What you should do
From the data below, return the exact lines starting at the line containing "Place a marker on every instance of the fireplace opening, each" and ending at the line containing "Place a marker on every instance of the raised", both included, and nothing else.

[[ The input open ]]

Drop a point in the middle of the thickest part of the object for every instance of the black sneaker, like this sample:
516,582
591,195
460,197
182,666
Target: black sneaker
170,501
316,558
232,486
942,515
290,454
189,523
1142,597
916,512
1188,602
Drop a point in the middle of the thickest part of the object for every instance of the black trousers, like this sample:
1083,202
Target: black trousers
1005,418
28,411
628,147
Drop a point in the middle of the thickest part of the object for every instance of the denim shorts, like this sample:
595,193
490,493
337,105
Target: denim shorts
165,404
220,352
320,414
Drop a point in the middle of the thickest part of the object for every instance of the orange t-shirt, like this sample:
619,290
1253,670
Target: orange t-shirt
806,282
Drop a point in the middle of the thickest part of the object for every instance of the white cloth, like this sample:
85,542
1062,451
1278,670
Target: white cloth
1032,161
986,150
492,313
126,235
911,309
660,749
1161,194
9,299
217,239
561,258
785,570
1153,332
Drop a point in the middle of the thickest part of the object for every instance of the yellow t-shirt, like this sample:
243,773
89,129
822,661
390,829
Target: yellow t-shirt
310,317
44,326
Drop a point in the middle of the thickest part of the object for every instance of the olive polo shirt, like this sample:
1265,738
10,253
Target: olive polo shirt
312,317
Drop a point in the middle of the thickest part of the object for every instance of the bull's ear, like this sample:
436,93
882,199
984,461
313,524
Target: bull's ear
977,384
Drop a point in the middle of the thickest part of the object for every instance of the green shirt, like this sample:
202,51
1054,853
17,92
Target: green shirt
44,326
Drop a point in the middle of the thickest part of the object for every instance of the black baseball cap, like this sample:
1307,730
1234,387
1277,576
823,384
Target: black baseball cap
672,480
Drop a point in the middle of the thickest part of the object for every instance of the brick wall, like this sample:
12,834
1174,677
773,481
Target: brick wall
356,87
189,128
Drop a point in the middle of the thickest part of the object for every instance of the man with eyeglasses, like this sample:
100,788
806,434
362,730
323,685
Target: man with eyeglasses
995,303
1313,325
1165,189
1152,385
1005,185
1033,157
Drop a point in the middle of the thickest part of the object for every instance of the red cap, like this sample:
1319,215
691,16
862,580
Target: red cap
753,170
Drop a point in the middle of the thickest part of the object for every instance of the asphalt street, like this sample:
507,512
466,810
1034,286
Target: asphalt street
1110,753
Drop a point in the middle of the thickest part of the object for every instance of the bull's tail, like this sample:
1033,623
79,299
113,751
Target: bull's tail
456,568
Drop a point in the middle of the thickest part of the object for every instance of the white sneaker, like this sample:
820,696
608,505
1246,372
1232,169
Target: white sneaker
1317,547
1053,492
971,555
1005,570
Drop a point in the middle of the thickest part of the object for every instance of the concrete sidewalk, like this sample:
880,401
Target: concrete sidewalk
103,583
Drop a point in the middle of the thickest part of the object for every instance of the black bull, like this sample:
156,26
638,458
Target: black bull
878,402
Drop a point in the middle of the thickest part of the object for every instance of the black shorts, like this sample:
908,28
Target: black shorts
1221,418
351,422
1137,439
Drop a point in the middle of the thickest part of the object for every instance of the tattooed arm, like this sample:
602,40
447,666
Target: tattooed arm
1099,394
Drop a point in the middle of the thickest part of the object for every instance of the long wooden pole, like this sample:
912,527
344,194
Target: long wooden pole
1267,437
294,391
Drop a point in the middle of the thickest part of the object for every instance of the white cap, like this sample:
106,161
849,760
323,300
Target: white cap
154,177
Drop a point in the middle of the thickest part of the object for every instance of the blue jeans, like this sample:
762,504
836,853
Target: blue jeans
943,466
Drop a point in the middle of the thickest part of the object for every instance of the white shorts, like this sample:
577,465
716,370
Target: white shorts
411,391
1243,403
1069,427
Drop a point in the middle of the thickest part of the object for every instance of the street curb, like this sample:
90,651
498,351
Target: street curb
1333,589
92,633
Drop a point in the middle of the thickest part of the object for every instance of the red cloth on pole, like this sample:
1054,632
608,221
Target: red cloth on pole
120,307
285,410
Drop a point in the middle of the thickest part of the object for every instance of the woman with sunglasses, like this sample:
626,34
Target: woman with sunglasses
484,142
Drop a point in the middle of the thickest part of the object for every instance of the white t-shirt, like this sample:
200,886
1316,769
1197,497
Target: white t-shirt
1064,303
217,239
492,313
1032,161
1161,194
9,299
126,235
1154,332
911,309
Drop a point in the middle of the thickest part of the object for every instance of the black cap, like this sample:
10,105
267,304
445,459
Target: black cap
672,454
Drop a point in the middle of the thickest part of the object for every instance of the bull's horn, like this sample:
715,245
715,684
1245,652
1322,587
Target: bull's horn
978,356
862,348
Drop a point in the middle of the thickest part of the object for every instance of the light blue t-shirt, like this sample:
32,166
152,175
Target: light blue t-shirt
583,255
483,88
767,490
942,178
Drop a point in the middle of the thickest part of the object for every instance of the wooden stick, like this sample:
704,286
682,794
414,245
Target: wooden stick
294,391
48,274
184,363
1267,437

[[ The input closed ]]
[[ The input open ]]

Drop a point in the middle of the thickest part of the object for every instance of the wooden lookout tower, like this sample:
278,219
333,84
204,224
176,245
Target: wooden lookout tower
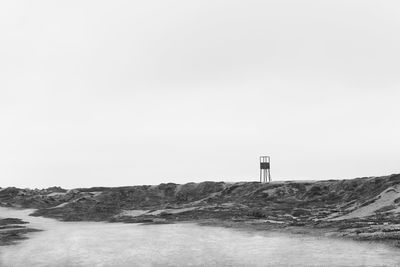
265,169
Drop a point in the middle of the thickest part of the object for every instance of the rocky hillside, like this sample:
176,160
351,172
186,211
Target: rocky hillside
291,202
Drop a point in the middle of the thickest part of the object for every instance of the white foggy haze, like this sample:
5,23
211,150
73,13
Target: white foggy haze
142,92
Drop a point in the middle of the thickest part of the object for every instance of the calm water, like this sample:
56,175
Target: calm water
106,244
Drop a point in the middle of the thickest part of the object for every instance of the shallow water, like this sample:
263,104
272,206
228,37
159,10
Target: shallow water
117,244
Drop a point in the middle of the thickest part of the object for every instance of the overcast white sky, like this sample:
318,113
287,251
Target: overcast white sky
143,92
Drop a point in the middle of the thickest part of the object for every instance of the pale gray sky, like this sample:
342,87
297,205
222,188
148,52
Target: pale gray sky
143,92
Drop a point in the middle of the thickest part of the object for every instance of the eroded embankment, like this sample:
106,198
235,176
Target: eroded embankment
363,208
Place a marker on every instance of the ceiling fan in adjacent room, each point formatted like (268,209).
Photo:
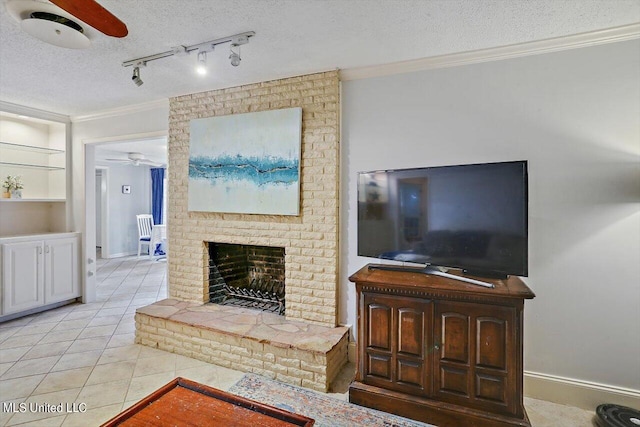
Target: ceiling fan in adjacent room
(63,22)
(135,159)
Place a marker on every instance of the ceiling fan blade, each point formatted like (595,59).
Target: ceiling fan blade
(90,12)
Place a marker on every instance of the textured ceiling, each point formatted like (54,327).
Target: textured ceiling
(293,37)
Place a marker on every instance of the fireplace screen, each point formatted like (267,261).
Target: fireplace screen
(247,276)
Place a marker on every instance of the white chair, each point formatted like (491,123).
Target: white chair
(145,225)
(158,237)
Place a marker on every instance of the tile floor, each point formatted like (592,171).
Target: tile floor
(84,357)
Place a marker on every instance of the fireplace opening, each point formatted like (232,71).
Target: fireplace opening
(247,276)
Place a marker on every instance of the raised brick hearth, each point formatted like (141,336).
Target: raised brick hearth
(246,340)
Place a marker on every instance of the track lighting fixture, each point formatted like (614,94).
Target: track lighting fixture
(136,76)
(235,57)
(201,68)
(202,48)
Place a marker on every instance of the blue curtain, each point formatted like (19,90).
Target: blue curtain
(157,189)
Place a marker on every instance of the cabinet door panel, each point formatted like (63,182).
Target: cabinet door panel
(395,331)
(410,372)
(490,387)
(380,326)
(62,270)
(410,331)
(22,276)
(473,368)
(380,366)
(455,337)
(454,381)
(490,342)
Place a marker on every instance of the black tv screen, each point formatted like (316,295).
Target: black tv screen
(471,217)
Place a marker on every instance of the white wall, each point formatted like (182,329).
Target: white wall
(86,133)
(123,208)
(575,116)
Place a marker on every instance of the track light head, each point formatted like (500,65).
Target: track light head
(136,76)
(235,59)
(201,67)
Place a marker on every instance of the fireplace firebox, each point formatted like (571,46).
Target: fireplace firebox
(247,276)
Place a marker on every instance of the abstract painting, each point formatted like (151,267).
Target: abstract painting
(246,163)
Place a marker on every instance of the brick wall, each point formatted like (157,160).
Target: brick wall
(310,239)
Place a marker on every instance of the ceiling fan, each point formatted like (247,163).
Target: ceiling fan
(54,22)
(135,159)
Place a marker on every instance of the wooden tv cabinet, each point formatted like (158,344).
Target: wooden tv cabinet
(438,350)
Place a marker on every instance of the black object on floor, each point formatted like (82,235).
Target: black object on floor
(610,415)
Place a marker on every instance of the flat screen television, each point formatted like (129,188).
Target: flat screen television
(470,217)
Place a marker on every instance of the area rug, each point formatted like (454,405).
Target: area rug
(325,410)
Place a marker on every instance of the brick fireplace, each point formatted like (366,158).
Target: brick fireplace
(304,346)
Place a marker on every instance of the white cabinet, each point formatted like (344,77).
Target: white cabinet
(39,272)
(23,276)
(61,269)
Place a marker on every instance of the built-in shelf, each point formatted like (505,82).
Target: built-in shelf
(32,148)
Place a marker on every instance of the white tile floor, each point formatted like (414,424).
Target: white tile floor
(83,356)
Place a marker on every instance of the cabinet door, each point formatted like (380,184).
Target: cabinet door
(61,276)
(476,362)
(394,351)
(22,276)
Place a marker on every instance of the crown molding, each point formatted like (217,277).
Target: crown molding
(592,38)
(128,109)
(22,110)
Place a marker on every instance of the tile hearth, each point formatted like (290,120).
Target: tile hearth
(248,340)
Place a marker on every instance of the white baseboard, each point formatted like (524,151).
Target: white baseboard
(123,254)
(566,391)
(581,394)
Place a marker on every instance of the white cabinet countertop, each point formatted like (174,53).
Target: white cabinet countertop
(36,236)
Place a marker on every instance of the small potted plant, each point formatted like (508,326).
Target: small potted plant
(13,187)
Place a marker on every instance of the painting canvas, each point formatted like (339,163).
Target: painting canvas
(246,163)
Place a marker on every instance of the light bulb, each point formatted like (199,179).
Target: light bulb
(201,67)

[[ The input closed ]]

Written reply
Place a marker on every instance of the fireplace opening, each point formatted like (232,71).
Target: fireplace opening
(247,276)
Place a marker on every instance of the raised brick hearth, each point formatted like (141,336).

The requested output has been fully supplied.